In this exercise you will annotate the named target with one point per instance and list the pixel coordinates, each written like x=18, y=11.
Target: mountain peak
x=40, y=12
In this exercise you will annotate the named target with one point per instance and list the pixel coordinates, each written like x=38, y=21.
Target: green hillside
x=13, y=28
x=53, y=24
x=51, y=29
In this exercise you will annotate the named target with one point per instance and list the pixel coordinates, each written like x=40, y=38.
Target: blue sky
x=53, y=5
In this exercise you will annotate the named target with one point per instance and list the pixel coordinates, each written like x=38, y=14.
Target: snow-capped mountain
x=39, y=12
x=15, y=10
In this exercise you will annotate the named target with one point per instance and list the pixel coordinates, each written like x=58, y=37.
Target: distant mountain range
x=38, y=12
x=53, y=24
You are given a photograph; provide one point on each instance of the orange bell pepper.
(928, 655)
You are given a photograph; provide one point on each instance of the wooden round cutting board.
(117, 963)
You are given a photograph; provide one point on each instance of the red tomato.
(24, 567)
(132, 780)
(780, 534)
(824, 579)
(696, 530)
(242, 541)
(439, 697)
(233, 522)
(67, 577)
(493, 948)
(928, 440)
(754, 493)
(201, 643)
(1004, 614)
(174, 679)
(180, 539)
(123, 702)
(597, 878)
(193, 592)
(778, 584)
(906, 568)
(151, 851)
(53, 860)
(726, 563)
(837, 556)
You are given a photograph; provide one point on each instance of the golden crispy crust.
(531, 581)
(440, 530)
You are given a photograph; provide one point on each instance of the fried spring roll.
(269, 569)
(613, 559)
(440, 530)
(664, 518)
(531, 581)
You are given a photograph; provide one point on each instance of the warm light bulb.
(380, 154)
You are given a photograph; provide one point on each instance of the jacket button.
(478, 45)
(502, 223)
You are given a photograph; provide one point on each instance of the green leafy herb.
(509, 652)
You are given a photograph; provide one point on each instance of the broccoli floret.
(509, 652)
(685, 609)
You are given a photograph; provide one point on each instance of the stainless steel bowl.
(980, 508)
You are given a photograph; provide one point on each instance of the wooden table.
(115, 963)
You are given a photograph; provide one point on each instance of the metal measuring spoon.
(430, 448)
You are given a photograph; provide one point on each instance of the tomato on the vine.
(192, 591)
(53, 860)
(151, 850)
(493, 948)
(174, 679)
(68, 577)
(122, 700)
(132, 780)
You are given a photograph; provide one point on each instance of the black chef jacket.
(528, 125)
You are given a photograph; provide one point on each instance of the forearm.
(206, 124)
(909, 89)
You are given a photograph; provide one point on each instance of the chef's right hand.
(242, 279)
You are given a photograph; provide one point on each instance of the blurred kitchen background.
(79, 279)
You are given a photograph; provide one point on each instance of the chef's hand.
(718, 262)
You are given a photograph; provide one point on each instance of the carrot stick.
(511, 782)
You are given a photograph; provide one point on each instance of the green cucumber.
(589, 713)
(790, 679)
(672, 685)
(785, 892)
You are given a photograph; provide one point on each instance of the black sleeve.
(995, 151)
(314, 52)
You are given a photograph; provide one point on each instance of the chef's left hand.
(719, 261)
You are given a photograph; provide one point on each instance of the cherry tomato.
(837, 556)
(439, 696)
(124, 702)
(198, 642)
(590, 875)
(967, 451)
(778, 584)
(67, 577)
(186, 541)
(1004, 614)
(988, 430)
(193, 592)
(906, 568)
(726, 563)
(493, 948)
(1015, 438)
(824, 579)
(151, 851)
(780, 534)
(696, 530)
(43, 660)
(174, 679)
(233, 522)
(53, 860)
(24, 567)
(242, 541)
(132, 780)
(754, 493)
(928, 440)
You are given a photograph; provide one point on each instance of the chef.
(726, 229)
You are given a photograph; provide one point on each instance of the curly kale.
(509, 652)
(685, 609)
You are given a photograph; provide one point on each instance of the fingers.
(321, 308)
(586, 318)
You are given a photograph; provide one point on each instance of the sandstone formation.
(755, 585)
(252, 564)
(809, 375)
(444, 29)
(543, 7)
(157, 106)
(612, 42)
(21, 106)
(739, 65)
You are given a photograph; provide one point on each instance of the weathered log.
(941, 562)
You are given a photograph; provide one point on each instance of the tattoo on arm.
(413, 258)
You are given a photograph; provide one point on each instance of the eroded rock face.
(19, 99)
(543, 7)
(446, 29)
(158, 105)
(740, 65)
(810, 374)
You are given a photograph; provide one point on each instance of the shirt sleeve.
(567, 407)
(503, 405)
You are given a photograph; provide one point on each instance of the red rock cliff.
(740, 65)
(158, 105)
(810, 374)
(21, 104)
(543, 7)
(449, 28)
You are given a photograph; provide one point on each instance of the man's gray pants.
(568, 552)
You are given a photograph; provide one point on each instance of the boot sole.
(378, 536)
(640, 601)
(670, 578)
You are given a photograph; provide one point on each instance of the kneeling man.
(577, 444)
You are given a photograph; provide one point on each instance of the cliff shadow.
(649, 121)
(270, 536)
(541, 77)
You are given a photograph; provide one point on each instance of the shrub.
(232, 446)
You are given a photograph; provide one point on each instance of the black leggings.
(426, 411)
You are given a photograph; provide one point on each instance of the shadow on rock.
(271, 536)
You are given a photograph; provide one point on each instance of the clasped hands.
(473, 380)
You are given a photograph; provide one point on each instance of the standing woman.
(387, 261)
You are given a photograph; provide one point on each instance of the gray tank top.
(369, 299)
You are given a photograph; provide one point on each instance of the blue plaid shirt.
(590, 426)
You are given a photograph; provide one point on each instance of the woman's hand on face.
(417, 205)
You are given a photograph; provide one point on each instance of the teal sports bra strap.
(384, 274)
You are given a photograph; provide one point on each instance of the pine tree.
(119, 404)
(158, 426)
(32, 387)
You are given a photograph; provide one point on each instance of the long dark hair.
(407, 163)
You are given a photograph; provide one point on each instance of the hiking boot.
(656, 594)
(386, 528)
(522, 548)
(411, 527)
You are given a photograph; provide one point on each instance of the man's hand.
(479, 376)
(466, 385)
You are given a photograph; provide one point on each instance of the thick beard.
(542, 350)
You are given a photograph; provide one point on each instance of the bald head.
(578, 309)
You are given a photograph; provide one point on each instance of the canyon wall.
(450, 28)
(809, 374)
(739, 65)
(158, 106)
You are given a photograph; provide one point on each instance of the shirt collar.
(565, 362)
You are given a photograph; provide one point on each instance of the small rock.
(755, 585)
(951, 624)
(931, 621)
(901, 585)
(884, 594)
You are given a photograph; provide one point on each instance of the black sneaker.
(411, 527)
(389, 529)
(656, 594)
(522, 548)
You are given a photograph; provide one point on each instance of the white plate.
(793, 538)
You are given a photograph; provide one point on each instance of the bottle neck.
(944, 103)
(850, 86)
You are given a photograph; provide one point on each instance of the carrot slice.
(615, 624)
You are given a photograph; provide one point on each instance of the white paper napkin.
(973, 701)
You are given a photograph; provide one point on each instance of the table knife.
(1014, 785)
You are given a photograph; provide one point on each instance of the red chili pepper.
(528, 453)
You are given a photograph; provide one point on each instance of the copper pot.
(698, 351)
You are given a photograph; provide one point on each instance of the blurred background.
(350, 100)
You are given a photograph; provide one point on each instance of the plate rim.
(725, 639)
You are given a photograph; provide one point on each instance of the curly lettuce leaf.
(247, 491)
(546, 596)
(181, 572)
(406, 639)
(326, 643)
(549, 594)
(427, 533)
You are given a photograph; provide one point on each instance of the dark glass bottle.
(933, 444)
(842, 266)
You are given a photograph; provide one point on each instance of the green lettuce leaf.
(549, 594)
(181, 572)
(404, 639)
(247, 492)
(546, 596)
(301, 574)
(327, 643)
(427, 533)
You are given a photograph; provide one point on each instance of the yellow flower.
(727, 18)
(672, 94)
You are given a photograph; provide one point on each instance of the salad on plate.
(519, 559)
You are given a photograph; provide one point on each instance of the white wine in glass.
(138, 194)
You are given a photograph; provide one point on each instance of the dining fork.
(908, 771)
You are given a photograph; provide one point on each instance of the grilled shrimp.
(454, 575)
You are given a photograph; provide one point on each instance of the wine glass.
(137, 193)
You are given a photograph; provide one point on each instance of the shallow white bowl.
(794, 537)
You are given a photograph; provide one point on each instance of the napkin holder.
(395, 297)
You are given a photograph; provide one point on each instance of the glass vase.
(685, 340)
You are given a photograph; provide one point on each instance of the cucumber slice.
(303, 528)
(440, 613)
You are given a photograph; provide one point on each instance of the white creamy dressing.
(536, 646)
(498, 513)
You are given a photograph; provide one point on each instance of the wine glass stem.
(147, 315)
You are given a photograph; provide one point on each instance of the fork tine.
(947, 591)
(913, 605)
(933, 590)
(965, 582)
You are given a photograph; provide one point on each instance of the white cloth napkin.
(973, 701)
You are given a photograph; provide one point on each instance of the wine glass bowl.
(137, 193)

● ● ● ●

Reproduce word for word only the first line of the listing above and each line after it through the line with "like x=58, y=37.".

In this exercise you will annotate the named target with one point per instance and list the pixel coordinates, each written like x=18, y=11.
Target: mountain peak
x=40, y=12
In this exercise you will annotate the named target with one point per instance and list the pixel coordinates, each written like x=38, y=21.
Target: green hillside
x=13, y=28
x=53, y=24
x=51, y=29
In this exercise you will annotate the named target with one point per instance and list the pixel coordinates, each written like x=40, y=38.
Target: blue sky
x=53, y=5
In this exercise you will annotate the named target with one point per instance and list the pixel coordinates, each written like x=38, y=14.
Target: snow-capped mountain
x=39, y=12
x=15, y=10
In this exercise you will annotate the named target with one point per instance and list the pixel coordinates, each written like x=58, y=37.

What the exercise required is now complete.